Much of Rehwaldt’s message centered on Newsom’s press conference last week on the state’s four-phase Roadmap to Recovery.
Though the state as a whole is in Stage 2, for counties that were granted a variance to move through the reopening plan faster, barbershops and hair salons can serve clients — something that had been listed in Stage 3 — Rehwaldt said.
Newsom also announced that places of worship can reopen if their congregation follows social distancing guidelines and wear masks, according to Rehwaldt. Under the state’s guidelines, they’re only allowing gatherings of up to 25 percent of the capacity of a facility’s building or 100 people whichever’s lower, he said.
However, Rehwaldt said, the state is leaving it to local public health officers to decide what is reopened and how quickly. He said he expects the California Department of Public Health and the governor’s office to release guidelines on other categories of reopening.
“Some of these things that seem so innocent from our perspective, they’re kind of a high risk environment — face-to-face contact or a big group of people in a relatively small space," Rehwaldt told the City Council. “If they’re not using precautions it’s a recipe for someone to get sick and to transfer (the virus) to people all at once. We’ve had enough changes in this county we need time to measure the effect and see what happens.”
Rehwaldt said he’s spoken with several pastors who have indicated they’re not resuming in-person services until about mid-June. He noted that those who have submitted reopening plans, however, are doing a good job.
“Most of them are hitting the high points and getting the idea down pretty well,” Rehwaldt said. “Most people are going to be protected most of the time. We just don’t have a good way of knowing in advance how much ramping up activity will move the virus around in a way that’s hard for us to handle.”
First Baptist Church can handle up to 200 people during big events like funerals or weddings, but it averages roughly 50 people during Sunday worship services — or it did before the March 19 stay-at-home order, Inscore said. When he submitted the church’s reopening strategy to Rehwaldt, Inscore said he used 50 people as a target number.

» **Study questions**
1. Using the article on reopening, explain in one to three sentences why Rehwaldt calls some activities that seem innocent a high risk.
2. Answer these questions from the article on reopening:
(a) What attendance limit do the state's guidelines set for places of worship?
(b) When do several pastors Rehwaldt spoke with plan to resume in-person services?
(c) What target number did Inscore use in the church's reopening strategy?
3. Continue the article on reopening from the point where it stops.
The items that follow the article on reopening are not needed for any of these tasks.

» **Information supplied**
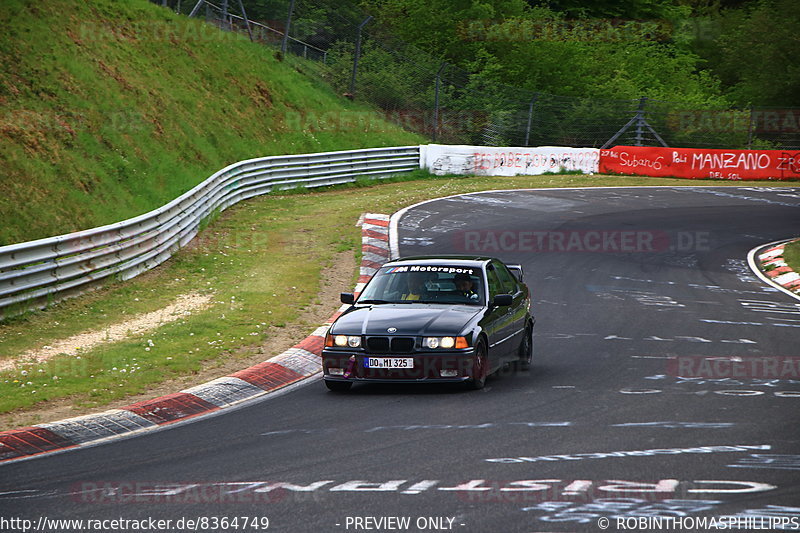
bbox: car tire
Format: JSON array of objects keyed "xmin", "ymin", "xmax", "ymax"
[
  {"xmin": 325, "ymin": 379, "xmax": 353, "ymax": 392},
  {"xmin": 517, "ymin": 326, "xmax": 533, "ymax": 370},
  {"xmin": 467, "ymin": 339, "xmax": 490, "ymax": 390}
]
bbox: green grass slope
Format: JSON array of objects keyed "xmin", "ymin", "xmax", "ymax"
[{"xmin": 0, "ymin": 0, "xmax": 421, "ymax": 245}]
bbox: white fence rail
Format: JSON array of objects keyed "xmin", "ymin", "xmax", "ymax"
[{"xmin": 0, "ymin": 146, "xmax": 420, "ymax": 318}]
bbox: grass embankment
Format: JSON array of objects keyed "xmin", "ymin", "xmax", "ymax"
[
  {"xmin": 0, "ymin": 0, "xmax": 421, "ymax": 245},
  {"xmin": 0, "ymin": 172, "xmax": 788, "ymax": 426}
]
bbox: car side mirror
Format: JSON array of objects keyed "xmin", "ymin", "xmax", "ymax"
[{"xmin": 492, "ymin": 294, "xmax": 514, "ymax": 307}]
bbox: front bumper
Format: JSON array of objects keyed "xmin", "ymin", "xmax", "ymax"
[{"xmin": 322, "ymin": 350, "xmax": 475, "ymax": 383}]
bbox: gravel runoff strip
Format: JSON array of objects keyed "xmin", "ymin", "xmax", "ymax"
[
  {"xmin": 747, "ymin": 239, "xmax": 800, "ymax": 300},
  {"xmin": 0, "ymin": 213, "xmax": 389, "ymax": 463}
]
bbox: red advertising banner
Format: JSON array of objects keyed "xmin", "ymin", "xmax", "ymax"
[{"xmin": 599, "ymin": 146, "xmax": 800, "ymax": 180}]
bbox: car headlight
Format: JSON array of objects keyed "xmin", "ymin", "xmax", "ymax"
[
  {"xmin": 422, "ymin": 337, "xmax": 469, "ymax": 350},
  {"xmin": 333, "ymin": 335, "xmax": 361, "ymax": 348}
]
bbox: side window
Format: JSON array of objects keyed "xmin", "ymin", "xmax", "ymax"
[
  {"xmin": 486, "ymin": 265, "xmax": 503, "ymax": 299},
  {"xmin": 495, "ymin": 264, "xmax": 517, "ymax": 294}
]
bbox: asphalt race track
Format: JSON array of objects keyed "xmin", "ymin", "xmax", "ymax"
[{"xmin": 0, "ymin": 187, "xmax": 800, "ymax": 533}]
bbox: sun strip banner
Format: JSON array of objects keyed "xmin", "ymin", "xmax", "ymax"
[{"xmin": 599, "ymin": 146, "xmax": 800, "ymax": 180}]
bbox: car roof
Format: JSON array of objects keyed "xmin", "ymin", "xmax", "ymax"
[{"xmin": 384, "ymin": 255, "xmax": 496, "ymax": 267}]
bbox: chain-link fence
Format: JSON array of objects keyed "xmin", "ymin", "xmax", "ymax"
[{"xmin": 154, "ymin": 0, "xmax": 800, "ymax": 150}]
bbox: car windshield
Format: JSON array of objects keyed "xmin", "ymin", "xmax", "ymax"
[{"xmin": 358, "ymin": 265, "xmax": 485, "ymax": 305}]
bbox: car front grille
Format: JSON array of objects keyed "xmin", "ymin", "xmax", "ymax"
[{"xmin": 367, "ymin": 337, "xmax": 414, "ymax": 353}]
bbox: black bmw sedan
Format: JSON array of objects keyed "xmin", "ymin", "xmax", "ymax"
[{"xmin": 322, "ymin": 256, "xmax": 535, "ymax": 391}]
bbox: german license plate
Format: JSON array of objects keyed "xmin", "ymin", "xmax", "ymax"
[{"xmin": 364, "ymin": 357, "xmax": 414, "ymax": 368}]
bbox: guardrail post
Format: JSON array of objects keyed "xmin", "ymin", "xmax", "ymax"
[
  {"xmin": 525, "ymin": 93, "xmax": 539, "ymax": 146},
  {"xmin": 634, "ymin": 96, "xmax": 647, "ymax": 146},
  {"xmin": 432, "ymin": 63, "xmax": 447, "ymax": 142},
  {"xmin": 281, "ymin": 0, "xmax": 294, "ymax": 55},
  {"xmin": 347, "ymin": 15, "xmax": 372, "ymax": 98}
]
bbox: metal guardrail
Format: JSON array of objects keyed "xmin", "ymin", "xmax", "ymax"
[{"xmin": 0, "ymin": 146, "xmax": 420, "ymax": 319}]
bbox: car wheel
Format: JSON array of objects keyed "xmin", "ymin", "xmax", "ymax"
[
  {"xmin": 467, "ymin": 340, "xmax": 489, "ymax": 390},
  {"xmin": 325, "ymin": 379, "xmax": 353, "ymax": 392},
  {"xmin": 517, "ymin": 326, "xmax": 533, "ymax": 370}
]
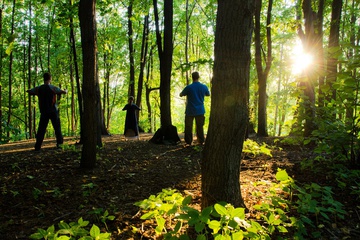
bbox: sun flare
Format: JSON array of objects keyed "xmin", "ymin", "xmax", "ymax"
[{"xmin": 291, "ymin": 42, "xmax": 313, "ymax": 75}]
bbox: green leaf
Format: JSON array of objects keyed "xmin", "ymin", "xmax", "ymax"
[
  {"xmin": 276, "ymin": 169, "xmax": 289, "ymax": 182},
  {"xmin": 182, "ymin": 196, "xmax": 192, "ymax": 206},
  {"xmin": 155, "ymin": 217, "xmax": 165, "ymax": 234},
  {"xmin": 214, "ymin": 203, "xmax": 228, "ymax": 216},
  {"xmin": 231, "ymin": 208, "xmax": 245, "ymax": 219},
  {"xmin": 231, "ymin": 231, "xmax": 244, "ymax": 240},
  {"xmin": 277, "ymin": 226, "xmax": 288, "ymax": 233},
  {"xmin": 90, "ymin": 224, "xmax": 100, "ymax": 238},
  {"xmin": 209, "ymin": 220, "xmax": 221, "ymax": 233}
]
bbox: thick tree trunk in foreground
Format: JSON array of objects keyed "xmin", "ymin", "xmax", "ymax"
[{"xmin": 201, "ymin": 0, "xmax": 254, "ymax": 208}]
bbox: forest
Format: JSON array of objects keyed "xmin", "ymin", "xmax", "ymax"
[{"xmin": 0, "ymin": 0, "xmax": 360, "ymax": 239}]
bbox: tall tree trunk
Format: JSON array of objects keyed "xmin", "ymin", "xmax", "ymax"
[
  {"xmin": 128, "ymin": 0, "xmax": 135, "ymax": 96},
  {"xmin": 346, "ymin": 1, "xmax": 360, "ymax": 124},
  {"xmin": 298, "ymin": 0, "xmax": 324, "ymax": 137},
  {"xmin": 25, "ymin": 1, "xmax": 34, "ymax": 138},
  {"xmin": 0, "ymin": 5, "xmax": 4, "ymax": 140},
  {"xmin": 69, "ymin": 0, "xmax": 84, "ymax": 143},
  {"xmin": 6, "ymin": 0, "xmax": 16, "ymax": 139},
  {"xmin": 136, "ymin": 15, "xmax": 149, "ymax": 121},
  {"xmin": 255, "ymin": 0, "xmax": 273, "ymax": 137},
  {"xmin": 201, "ymin": 0, "xmax": 255, "ymax": 208},
  {"xmin": 79, "ymin": 0, "xmax": 98, "ymax": 169},
  {"xmin": 153, "ymin": 0, "xmax": 173, "ymax": 128},
  {"xmin": 326, "ymin": 0, "xmax": 342, "ymax": 103}
]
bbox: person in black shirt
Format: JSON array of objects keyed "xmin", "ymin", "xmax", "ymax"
[{"xmin": 27, "ymin": 73, "xmax": 67, "ymax": 151}]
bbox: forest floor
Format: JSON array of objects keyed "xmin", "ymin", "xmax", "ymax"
[{"xmin": 0, "ymin": 134, "xmax": 360, "ymax": 239}]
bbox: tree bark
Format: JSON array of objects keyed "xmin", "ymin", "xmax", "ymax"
[
  {"xmin": 201, "ymin": 0, "xmax": 255, "ymax": 208},
  {"xmin": 255, "ymin": 0, "xmax": 273, "ymax": 137},
  {"xmin": 69, "ymin": 0, "xmax": 84, "ymax": 139},
  {"xmin": 79, "ymin": 0, "xmax": 98, "ymax": 169},
  {"xmin": 326, "ymin": 0, "xmax": 342, "ymax": 103},
  {"xmin": 128, "ymin": 0, "xmax": 135, "ymax": 96},
  {"xmin": 153, "ymin": 0, "xmax": 173, "ymax": 128}
]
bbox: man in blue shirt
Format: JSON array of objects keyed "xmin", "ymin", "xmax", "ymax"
[
  {"xmin": 180, "ymin": 72, "xmax": 210, "ymax": 145},
  {"xmin": 27, "ymin": 73, "xmax": 67, "ymax": 151}
]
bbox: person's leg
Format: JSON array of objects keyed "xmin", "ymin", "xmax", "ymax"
[
  {"xmin": 35, "ymin": 114, "xmax": 49, "ymax": 151},
  {"xmin": 184, "ymin": 116, "xmax": 194, "ymax": 144},
  {"xmin": 50, "ymin": 112, "xmax": 64, "ymax": 147},
  {"xmin": 195, "ymin": 115, "xmax": 205, "ymax": 144}
]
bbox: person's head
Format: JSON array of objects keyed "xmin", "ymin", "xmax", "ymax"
[
  {"xmin": 191, "ymin": 72, "xmax": 200, "ymax": 82},
  {"xmin": 43, "ymin": 73, "xmax": 51, "ymax": 82}
]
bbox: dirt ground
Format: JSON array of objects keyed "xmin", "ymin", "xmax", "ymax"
[{"xmin": 0, "ymin": 134, "xmax": 360, "ymax": 239}]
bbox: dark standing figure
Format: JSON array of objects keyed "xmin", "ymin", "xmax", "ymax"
[
  {"xmin": 27, "ymin": 73, "xmax": 67, "ymax": 151},
  {"xmin": 123, "ymin": 96, "xmax": 140, "ymax": 139},
  {"xmin": 180, "ymin": 72, "xmax": 210, "ymax": 145}
]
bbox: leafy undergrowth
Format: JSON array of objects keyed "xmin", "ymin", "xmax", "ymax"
[{"xmin": 0, "ymin": 134, "xmax": 360, "ymax": 239}]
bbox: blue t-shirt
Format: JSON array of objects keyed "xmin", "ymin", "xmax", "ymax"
[{"xmin": 180, "ymin": 82, "xmax": 210, "ymax": 116}]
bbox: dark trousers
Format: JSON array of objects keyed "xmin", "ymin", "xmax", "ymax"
[
  {"xmin": 185, "ymin": 115, "xmax": 205, "ymax": 144},
  {"xmin": 35, "ymin": 111, "xmax": 64, "ymax": 150}
]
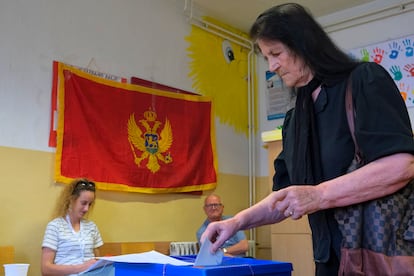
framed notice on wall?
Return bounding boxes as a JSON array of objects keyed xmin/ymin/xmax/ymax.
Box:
[
  {"xmin": 266, "ymin": 71, "xmax": 294, "ymax": 120},
  {"xmin": 350, "ymin": 35, "xmax": 414, "ymax": 107}
]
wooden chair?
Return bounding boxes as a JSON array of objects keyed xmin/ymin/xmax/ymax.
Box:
[{"xmin": 0, "ymin": 245, "xmax": 14, "ymax": 275}]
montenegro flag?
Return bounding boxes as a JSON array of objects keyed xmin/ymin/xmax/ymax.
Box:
[{"xmin": 55, "ymin": 63, "xmax": 217, "ymax": 193}]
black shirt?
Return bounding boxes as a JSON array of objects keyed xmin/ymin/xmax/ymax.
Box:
[{"xmin": 273, "ymin": 63, "xmax": 414, "ymax": 262}]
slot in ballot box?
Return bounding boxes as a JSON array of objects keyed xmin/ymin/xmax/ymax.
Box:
[{"xmin": 113, "ymin": 255, "xmax": 292, "ymax": 276}]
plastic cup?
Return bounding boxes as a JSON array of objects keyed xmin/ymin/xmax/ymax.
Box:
[{"xmin": 3, "ymin": 264, "xmax": 29, "ymax": 276}]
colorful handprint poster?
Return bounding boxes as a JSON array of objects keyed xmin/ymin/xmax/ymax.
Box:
[{"xmin": 349, "ymin": 35, "xmax": 414, "ymax": 107}]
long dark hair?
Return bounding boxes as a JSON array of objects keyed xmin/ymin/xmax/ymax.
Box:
[{"xmin": 250, "ymin": 3, "xmax": 359, "ymax": 84}]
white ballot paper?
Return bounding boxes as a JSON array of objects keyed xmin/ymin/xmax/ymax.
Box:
[
  {"xmin": 194, "ymin": 239, "xmax": 224, "ymax": 266},
  {"xmin": 80, "ymin": 250, "xmax": 193, "ymax": 274}
]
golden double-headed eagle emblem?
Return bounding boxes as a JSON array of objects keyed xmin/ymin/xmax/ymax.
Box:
[{"xmin": 128, "ymin": 108, "xmax": 173, "ymax": 173}]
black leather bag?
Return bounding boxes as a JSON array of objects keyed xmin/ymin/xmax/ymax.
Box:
[{"xmin": 335, "ymin": 77, "xmax": 414, "ymax": 276}]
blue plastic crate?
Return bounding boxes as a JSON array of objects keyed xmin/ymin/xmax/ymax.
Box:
[{"xmin": 114, "ymin": 256, "xmax": 292, "ymax": 276}]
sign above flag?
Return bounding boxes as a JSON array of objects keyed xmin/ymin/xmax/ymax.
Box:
[{"xmin": 55, "ymin": 63, "xmax": 217, "ymax": 193}]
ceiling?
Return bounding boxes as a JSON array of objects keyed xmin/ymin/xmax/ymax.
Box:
[{"xmin": 190, "ymin": 0, "xmax": 375, "ymax": 33}]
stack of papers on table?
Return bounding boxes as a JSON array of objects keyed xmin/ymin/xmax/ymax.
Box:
[{"xmin": 80, "ymin": 250, "xmax": 194, "ymax": 274}]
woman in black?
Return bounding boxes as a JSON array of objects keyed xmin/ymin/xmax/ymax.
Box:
[{"xmin": 202, "ymin": 3, "xmax": 414, "ymax": 275}]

» **List of answers**
1. These activities involve face-to-face contact or a big group of people in a relatively small space. If people don't take precautions, one person can get sick and pass the virus to many people at once.

2.
(a) Up to 25 percent of the building's capacity or 100 people, whichever is lower.
(b) Around mid-June.
(c) 50 people.

3.
Before services, church volunteers will survey attendees, asking if they or anyone they know had been sick and if they’ve had any contact with anyone potentially exposed to COVID-19, Inscore told the Outpost. They’ll also be asked to use hand sanitizer and wear masks, though if someone can’t wear a face covering for medical purposes, they’ll receive accommodations, he said.
Volunteers will also use a non-touch infrared thermometer to take congregants’ temperatures, Inscore said.
“People from the congregation, from the community, have asked, ‘What are you going to do if somebody comes in and won’t abide by your guidelines?’” Inscore said. “My answer has always been, ‘I’m not really sure.’ That’s something that’s going to be hard for me to understand, why somebody would want to make an issue at church.”
Volunteers at First Baptist Church will also wipe down pews and other hard surfaces, including those in the bathroom, Inscore said. The church has installed touch-less paper towel and soap dispensers in the bathroom. Volunteers have also configured seating layout at the church to enable people to stay six-feet apart, Inscore said.
Though Sunday in-person worship services at First Baptist Church may resume June 21, Inscore said he’s phasing out other church activities. This includes its mid-week service and children’s programs.
“Right now we’re doing (all that) via Zoom and we don’t intend to change that yet,” he said. “We need to get into a routine of cleaning and all those protocols before I have a nother service during the week and I have to have volunteers to greet people and survey people and then clean up after people.”
Representatives for Grace Lutheran Church and St. Joseph Catholic Church said their leaders are still working on reopening plans.
The COVID-19 Community Forum will be held from 6 p.m.-7:30 p.m. Thursday and will be streamed live via Zoom and the County of Del Norte’s YouTube Channel.